Entries taken from a collection:
<<<<

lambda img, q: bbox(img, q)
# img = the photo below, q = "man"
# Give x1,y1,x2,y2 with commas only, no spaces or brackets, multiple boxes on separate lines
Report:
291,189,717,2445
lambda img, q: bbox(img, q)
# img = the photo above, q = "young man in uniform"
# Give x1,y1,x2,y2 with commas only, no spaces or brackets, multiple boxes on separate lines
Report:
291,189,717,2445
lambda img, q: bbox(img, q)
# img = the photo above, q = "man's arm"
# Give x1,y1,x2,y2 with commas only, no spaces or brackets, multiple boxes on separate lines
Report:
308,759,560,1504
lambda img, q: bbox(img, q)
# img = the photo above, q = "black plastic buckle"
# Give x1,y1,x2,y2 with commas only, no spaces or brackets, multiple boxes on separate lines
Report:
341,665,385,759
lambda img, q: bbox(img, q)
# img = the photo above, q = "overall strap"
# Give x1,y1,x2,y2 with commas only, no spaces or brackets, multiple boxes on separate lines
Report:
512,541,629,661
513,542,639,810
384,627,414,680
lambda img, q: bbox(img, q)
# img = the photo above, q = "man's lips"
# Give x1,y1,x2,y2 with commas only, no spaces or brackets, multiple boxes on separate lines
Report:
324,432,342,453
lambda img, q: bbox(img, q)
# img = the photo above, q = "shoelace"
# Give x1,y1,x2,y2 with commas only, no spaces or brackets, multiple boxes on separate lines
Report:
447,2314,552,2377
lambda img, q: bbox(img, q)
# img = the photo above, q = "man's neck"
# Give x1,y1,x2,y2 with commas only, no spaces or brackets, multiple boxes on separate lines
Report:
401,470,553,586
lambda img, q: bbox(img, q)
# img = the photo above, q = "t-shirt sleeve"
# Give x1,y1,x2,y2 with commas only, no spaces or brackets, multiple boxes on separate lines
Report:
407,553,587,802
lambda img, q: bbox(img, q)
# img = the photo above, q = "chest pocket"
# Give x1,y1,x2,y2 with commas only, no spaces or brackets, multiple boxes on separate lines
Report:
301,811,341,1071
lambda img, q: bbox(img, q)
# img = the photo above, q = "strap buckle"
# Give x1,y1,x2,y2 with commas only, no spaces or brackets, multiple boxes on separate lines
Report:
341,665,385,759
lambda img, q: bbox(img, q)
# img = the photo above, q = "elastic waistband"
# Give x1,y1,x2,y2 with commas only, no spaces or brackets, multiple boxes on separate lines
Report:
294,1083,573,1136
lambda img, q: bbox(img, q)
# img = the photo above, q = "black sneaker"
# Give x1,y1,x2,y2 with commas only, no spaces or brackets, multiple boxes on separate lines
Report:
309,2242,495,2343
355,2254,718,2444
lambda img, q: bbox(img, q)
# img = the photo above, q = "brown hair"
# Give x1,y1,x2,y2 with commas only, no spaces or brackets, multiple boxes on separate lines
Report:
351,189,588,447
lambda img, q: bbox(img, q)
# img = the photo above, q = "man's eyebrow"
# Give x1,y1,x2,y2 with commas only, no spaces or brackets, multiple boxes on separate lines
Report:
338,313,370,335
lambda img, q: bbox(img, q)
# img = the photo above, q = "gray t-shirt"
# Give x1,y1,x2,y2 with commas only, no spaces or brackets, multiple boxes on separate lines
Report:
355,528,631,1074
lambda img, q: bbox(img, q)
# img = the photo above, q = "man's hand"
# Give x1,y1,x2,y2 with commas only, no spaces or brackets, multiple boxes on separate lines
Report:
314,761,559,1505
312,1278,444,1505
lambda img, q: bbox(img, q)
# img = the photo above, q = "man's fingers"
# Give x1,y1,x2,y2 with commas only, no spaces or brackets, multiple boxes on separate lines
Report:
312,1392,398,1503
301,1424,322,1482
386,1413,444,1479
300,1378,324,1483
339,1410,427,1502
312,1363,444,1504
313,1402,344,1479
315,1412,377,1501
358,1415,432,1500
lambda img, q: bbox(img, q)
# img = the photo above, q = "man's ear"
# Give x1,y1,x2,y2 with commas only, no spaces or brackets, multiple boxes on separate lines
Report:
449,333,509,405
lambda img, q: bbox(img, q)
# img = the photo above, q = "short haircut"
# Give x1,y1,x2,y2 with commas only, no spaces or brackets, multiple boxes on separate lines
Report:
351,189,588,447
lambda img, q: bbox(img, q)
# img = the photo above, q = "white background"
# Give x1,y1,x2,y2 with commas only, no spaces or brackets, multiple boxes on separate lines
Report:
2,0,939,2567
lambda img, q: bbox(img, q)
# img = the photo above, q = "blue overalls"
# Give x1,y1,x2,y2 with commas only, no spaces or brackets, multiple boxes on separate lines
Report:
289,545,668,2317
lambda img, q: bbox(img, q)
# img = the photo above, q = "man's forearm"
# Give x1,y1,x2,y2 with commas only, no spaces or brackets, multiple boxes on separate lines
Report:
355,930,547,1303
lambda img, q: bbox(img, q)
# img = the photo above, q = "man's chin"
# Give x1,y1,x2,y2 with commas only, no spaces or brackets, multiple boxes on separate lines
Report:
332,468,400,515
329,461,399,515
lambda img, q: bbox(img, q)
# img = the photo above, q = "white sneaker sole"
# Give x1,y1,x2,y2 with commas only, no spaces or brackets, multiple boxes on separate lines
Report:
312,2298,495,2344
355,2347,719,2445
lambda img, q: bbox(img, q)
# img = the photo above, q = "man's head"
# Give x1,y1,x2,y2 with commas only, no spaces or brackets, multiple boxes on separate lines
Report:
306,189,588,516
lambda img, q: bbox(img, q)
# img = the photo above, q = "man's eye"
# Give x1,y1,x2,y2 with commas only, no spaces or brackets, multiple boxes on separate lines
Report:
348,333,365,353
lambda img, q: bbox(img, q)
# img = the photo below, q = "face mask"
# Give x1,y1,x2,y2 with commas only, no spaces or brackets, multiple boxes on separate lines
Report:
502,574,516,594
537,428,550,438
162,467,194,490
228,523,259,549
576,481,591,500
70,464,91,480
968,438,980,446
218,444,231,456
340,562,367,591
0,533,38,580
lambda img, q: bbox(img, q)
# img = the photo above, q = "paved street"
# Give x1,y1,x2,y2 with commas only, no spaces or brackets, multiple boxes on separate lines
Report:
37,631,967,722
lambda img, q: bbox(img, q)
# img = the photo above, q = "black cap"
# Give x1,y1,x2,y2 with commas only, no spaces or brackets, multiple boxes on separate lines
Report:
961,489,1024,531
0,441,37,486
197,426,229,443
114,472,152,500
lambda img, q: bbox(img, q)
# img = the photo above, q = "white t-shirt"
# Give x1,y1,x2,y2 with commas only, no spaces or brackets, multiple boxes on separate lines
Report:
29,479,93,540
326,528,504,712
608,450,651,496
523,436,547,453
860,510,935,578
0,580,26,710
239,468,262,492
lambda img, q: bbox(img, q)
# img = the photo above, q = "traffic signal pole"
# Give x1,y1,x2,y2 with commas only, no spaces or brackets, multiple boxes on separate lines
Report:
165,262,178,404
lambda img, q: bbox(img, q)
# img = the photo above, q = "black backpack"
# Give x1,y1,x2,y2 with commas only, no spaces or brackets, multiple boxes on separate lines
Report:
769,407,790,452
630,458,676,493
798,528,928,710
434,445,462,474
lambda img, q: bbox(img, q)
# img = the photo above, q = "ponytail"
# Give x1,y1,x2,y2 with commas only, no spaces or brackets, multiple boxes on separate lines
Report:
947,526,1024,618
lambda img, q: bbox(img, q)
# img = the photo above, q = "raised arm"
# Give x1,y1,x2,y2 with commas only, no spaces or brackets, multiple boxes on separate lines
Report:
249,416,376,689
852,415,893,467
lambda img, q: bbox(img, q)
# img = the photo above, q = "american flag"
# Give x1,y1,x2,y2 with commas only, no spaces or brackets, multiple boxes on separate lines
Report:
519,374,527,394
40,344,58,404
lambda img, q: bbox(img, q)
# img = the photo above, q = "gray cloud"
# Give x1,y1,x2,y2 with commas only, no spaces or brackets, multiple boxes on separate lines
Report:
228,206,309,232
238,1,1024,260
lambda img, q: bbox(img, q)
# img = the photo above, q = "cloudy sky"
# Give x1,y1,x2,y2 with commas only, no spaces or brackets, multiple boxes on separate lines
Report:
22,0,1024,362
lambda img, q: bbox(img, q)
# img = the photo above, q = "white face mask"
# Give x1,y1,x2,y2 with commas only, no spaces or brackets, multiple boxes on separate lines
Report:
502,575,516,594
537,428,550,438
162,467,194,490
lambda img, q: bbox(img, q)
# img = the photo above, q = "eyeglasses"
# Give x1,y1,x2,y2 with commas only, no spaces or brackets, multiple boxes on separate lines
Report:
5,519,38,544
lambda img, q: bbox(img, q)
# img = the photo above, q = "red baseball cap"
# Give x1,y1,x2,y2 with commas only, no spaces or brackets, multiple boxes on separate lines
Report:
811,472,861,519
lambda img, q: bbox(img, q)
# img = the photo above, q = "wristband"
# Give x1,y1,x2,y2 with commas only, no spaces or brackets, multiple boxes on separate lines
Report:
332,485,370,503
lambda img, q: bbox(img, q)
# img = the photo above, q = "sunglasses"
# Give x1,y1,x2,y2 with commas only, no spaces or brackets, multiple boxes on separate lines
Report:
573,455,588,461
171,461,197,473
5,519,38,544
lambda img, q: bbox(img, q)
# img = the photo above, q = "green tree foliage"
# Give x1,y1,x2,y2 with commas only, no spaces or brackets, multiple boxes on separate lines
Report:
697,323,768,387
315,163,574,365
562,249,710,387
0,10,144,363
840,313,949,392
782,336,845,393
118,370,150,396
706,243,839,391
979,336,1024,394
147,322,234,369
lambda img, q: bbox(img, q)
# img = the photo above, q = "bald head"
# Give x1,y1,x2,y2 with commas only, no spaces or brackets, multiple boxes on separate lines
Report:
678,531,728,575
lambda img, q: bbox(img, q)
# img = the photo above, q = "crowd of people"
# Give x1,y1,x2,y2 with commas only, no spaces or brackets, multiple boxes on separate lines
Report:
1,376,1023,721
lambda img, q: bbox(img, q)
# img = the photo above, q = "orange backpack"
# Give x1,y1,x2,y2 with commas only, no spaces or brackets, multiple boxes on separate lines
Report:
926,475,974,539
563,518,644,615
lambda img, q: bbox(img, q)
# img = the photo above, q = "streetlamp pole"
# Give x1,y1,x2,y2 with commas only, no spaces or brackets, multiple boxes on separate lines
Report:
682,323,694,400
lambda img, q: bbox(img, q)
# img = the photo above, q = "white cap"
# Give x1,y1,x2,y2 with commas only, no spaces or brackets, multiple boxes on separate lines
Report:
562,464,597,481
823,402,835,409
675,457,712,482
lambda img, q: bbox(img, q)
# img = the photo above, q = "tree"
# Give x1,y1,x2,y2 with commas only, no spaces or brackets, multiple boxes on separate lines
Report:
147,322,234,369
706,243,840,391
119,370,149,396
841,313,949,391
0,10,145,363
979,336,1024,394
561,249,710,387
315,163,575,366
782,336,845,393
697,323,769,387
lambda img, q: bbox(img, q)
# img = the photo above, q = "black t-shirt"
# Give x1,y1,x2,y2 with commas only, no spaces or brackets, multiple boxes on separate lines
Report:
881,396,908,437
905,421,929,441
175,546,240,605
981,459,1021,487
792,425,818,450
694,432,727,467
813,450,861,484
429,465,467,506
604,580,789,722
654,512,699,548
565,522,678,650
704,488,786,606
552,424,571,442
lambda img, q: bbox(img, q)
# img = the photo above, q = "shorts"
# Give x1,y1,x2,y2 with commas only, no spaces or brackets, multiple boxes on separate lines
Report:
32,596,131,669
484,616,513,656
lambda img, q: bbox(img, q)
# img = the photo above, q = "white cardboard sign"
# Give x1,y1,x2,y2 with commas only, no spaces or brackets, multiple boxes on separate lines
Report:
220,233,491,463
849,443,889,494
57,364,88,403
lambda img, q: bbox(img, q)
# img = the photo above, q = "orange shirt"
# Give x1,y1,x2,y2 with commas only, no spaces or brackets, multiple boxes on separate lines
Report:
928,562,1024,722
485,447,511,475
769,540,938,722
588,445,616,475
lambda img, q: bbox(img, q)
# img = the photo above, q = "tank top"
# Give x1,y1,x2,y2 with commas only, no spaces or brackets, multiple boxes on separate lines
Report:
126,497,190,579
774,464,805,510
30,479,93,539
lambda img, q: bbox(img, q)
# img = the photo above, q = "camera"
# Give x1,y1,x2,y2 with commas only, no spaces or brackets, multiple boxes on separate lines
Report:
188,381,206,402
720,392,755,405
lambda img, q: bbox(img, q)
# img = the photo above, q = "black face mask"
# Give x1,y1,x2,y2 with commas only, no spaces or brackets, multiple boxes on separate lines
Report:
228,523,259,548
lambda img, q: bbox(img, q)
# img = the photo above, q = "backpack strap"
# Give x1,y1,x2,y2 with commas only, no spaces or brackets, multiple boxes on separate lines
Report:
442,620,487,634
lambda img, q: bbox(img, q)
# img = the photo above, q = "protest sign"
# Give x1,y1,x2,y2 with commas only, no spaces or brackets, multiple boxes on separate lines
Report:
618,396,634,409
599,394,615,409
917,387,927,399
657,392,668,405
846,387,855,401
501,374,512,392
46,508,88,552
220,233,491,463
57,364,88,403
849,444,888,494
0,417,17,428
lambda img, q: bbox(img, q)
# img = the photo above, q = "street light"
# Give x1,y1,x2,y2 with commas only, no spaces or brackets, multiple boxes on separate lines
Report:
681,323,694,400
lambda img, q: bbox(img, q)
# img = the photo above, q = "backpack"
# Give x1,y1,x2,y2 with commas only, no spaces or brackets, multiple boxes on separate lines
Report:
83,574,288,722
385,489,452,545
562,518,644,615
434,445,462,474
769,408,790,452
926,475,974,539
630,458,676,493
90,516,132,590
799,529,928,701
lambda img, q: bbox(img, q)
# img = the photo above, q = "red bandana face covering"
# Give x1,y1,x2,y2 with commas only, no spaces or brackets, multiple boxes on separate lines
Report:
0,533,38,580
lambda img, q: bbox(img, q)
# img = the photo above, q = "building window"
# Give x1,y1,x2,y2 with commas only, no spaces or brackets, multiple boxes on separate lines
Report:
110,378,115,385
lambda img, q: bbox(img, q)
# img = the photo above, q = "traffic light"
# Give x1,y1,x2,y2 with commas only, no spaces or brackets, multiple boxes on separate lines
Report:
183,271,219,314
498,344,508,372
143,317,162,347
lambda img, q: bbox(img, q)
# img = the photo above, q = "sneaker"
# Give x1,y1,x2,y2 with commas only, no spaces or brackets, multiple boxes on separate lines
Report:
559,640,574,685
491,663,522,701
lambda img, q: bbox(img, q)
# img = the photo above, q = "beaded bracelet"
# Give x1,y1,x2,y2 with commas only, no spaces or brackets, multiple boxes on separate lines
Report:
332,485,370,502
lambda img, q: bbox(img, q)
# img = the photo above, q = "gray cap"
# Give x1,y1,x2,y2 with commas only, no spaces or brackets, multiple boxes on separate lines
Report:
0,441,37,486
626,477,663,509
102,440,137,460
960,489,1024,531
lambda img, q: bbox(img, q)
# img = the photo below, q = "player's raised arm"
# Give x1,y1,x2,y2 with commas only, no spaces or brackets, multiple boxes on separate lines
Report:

>>>>

Using the string "raised" as the search term, count the lines of the data above that hold it and report that number alone.

2